◆ What this task involves:
Only the lines below between the ones containing "query | black tire" and "sample | [188, 20]", inclusive, are to be reproduced, each exactly as it stands.

[Dataset entries]
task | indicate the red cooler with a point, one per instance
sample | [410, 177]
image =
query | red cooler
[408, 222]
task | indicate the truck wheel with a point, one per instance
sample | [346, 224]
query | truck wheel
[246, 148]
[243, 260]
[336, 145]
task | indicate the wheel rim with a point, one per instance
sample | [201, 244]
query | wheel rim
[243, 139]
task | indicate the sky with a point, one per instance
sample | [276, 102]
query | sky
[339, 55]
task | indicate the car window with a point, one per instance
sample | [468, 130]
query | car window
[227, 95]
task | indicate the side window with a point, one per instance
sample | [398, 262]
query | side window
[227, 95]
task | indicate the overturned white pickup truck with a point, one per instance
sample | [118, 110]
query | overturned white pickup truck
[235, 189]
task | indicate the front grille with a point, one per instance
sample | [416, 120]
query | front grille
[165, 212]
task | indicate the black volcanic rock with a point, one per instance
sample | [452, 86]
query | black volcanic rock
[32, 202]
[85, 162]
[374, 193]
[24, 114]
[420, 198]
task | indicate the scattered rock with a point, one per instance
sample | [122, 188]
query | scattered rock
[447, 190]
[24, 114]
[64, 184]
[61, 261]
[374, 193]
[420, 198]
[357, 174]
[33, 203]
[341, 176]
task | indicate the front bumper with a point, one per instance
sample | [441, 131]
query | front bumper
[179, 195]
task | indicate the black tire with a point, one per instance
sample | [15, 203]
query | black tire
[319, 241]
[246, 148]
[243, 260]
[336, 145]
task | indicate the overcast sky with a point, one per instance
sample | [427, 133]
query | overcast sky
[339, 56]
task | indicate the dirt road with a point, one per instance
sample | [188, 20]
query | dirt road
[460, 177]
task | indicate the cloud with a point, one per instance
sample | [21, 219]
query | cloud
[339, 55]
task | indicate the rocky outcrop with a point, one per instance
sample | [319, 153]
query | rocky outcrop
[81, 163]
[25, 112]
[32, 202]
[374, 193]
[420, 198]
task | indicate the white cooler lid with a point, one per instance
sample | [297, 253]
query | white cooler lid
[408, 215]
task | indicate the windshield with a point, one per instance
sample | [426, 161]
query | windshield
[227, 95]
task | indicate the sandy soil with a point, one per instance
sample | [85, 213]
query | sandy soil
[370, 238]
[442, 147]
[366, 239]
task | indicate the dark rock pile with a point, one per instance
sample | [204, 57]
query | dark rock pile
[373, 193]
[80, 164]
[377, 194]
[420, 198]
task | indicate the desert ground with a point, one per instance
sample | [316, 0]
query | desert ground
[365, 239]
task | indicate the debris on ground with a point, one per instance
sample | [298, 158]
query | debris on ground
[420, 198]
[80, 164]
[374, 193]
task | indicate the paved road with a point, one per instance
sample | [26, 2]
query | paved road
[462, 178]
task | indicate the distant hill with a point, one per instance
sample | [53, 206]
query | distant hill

◆ Result for this task:
query | black tire
[319, 241]
[246, 148]
[243, 260]
[336, 145]
task | indicate the overcast sky with a point, one per instance
sample | [427, 133]
query | overcast sky
[339, 56]
task | indicate the dirt road with a point, one per instance
sample | [188, 20]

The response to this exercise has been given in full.